**Your instructions:** Continue the profile of poet Dana Gioia from the point where it ends, keeping its first-person voice.

**Page extract:**
----------------------------------------

Oh, look, another bill just landed in my email. Thanksgiving is upon us, Christmas is right around the corner and why is it these holidays now bring me more anxiety than pleasure? And then there’s the perfectly timed article over at The New York Times’ website in which two established authors are attempting to answer the question, “How Has the Social Role of Poetry Changed Since Shelley?” I know it’s coincidental but that doesn’t stop my irrational racing mind from asking, “Am I being mocked?”

And then, finally, a more pertinent question—ferried upon the impossibly tiny shoulders of a wayward steer—breaks through the pack: Does this kind of thing ever happen to poet Dana Gioia? He’s the former chairman (2003-2009) of the National Endowment for the Arts (NEA) and in 2011 was named Judge Widney Professor of Poetry and Public Culture at the University of Southern California where he teaches in the fall. (Other Judge Widney Professors at USC include world-renowned architect Frank Gehry, Nobel Prize-winning physicist Murray Gell-Mann, former Director of the Central Intelligence Agency and now-retired General David Petraeus, and conductor, pianist, and composer Michael Tilson Thomas.)

During one of our first email exchanges in which we’re attempting to set up a time to talk on the phone, Gioia remarks, “Next week is pure madness, but I should be okay by the weekend.” But then the following day brings this missive: “And today I got word that I have a German professor staying with me and another one who wants me to come to his lecture, and my older son just sent me the manuscript of his latest magnum opus which needs immediate care, and tomorrow night I must be the interlocutor—I’m not making this up—for a historian who has written a history of double entry accounting (a pretty interesting book, by the way). I also have a piece due for the program of an opera for which I’ve written the libretto, lyrics for a jazz song cycle, and half a dozen letters of recommendation, all urgent. This is what they call a contemplative life.”

I want to believe that Gioia sometimes finds himself staring numbly at a blank computer screen and, if not feeling mocked by it, at least wondering, Why me? Why today when I really need to get this done? But the further I dig into his literary history and the more we communicate via email and, later by phone, well, I just don’t see how it’s possible—or even an option for that matter.

He has published four full-length poetry collections (one of which, Interrogations at Noon, was the 2002 American Book Award winner) and eight chapbooks. Gioia is also an acclaimed critic and essayist whose 1991 compilation, Can Poetry Matter?, was a finalist for the National Book Critics Circle award. Then there are the anthologies, of which Twentieth-Century American Poetry and Literature: An Introduction to Fiction, Poetry, Drama, and Writing are just a couple. His poems, translations (Latin, Italian, and German), essays and reviews have appeared in The New Yorker, The Atlantic, and The New York Times Book Review, among many others. Not to mention three libretti: Nosferatu (with composer Alva Henderson), Tony Caruso’s Final Broadcast (with composer Paul Salerni), and The Three Feathers (with composer Lori Laitman). The latter, a children’s opera based upon a fairy tale of the same name by the Brothers Grimm, had its world premiere at the Moss Arts Center at Virginia Tech back in October.

----------------------------------------

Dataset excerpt
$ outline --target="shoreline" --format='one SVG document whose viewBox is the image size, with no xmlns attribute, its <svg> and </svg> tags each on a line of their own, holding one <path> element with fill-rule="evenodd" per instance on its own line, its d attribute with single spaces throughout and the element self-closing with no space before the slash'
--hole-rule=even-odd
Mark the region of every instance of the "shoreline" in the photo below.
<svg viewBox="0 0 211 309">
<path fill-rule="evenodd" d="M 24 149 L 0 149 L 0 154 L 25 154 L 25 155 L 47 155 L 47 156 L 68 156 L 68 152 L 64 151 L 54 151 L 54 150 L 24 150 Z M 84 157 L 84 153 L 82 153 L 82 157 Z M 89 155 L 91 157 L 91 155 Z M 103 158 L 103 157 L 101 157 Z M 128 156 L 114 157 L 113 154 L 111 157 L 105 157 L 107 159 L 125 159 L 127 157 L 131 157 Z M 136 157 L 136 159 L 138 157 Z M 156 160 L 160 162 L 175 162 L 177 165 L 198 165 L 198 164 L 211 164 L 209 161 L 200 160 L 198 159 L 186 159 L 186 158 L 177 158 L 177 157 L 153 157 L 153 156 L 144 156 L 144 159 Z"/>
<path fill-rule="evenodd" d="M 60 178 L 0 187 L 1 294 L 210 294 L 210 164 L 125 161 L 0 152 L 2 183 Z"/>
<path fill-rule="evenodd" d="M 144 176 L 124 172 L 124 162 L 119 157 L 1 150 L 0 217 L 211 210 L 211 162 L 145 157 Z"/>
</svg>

----------------------------------------

**Answer to this task:**
And I haven’t even mentioned two Word documents sent to me by Dana as reference—one titled “Musical Settings of Poems” encompasses eleven pages of his work and collaborations, the other a “List of Books” (a few of which I’ve already noted) clocks in at a mere three pages and is by no means comprehensive.

He’d warned me in advance that he was “a talker” and when we finally spoke on the phone some weeks later I understood why. We were about twenty-five minutes in when I realized I hadn’t yet asked Gioia a single question from the list of about fifteen or so on the notebook in front of me. But the thing was, I didn’t care. I’d intuited after just a few minutes that Dana was someone who couldn’t help but talk passionately, regardless of the subject at hand. Combine that passion with his unassuming, jovial demeanor, and sonorous voice and you soon realize the best course of action is to simply sit back and listen.

“I don’t know about you, but I’m very working class Italian, and the main topic of conversation of adults when I grew up was misery and deprivation. You know, the theme song could have been Noel Coward’s “There Are Bad Times Just Around The Corner.” When his father retired from work due to health reasons he had no pension to fall back on but Dana was glad to help out—just as he was glad to help put both his brother and sister through college. “I never let myself think of quitting. I might go to another job but I will not quit working. It was just, like, a given…and I did it because once you start allowing yourself to hate your job then when are you going to stop? (He laughs.) Especially for a poet. I mean, there’s always other stuff you want to do. So I just wouldn’t let myself go there. And it was probably a pretty good spiritual discipline.”

That discipline saw him through fifteen years at General Foods and the publication of his essay “Can Poetry Matter?” in The Atlantic. The essay garnered attention worldwide, and ruffled more than a few feathers within established poetry circles. But it was also the impetus for Dana to decide to try and make a living as a writer. “So I asked my wife how much was the smallest amount of money we could get by on, and she gave me a number which, I have to say, in retrospect, was pure fantasy.” (He laughs.) They had two kids at the time. Still, Gioia says that there were only two really bad years when he was cutting his financial teeth as a full-time writer (one of which, after deductions were taken for his children, he had no taxable income). “There are times that I felt bad about quitting [General Foods] for my family’s sake but I never felt bad about quitting for my sake… If you put yourself in a new world and allow yourself to be open to possibility, things happen.”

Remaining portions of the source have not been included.